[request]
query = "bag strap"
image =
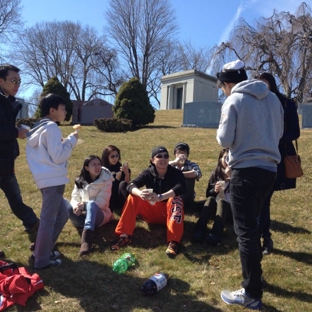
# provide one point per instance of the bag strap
(296, 143)
(296, 146)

== Task details ==
Output each line above exactly. Skip the images.

== Finished task ==
[request]
query = "bag strap"
image =
# provide one point per instance of the bag strap
(296, 143)
(296, 146)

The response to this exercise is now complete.